• _AVAILABLE DATA_:
________________________

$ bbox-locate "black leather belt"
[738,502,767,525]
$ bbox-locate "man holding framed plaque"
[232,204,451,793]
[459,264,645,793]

________________________

• _TASK PROMPT_: Can you put every line of the entries above into a numbered list, skipping any blank lines?

• _RESULT_:
1. $ bbox-locate "black leather belt"
2. [738,502,767,525]
3. $ bbox-locate "man holding framed plaque"
4. [232,204,451,793]
5. [459,264,645,793]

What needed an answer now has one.